Rows from a dataset:
>> START

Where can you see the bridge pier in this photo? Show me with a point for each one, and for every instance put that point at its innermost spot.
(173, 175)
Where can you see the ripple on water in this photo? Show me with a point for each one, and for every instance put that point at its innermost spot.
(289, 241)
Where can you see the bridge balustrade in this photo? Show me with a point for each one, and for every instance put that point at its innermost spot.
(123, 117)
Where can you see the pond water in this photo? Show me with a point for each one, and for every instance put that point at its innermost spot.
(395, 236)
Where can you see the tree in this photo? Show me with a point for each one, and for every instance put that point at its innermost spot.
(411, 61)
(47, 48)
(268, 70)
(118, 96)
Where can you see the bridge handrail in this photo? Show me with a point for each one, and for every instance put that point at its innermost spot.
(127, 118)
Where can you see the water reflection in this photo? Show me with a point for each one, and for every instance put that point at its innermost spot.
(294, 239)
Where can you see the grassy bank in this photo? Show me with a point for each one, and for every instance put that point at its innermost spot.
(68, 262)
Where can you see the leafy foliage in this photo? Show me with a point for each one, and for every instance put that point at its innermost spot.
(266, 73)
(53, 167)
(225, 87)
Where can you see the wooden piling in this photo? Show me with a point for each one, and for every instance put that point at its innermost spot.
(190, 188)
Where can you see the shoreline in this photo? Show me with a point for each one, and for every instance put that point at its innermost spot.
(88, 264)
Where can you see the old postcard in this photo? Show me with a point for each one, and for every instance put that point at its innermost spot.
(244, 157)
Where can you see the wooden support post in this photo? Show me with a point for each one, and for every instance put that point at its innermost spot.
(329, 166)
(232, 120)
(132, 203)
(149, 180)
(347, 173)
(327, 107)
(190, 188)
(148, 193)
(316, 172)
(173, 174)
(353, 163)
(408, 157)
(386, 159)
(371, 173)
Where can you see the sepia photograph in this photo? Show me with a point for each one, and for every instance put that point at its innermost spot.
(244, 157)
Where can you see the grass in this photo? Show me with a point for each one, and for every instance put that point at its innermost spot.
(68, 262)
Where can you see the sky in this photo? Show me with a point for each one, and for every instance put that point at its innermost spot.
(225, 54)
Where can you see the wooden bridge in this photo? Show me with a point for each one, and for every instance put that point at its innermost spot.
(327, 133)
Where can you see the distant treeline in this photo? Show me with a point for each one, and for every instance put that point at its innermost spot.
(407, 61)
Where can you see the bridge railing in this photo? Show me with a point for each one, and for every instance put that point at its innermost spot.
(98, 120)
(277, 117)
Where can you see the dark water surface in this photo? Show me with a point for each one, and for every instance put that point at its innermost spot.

>> END

> _Stated problem_: Return the line that contains "Where can you see the grass in" along with every line after it through the end of the entries, exactly, adding nothing.

> _Result_:
Where can you see the grass in this photo? Show me with a point for each one, and for every instance put that point at its innermost spot.
(68, 262)
Where can you see the sky in this photo? Show me with a point for each one, and for every instance put that point at its innermost spot.
(225, 54)
Where can you see the wooden bridge in this photo? Show me with a point for each one, and for every instance put that point at its innermost spot.
(327, 133)
Where can you see the distant treeline in this photo? Show me with a point for each one, and for every instance put that point at its innermost spot.
(407, 61)
Where can you see the bridge railing in this photo? Show me with a point for each one, and for every instance put that point at its innermost spot.
(98, 120)
(277, 117)
Where can you see the dark water surface in this photo? Show me with a point for each one, and for every instance put that point at its innermost spot.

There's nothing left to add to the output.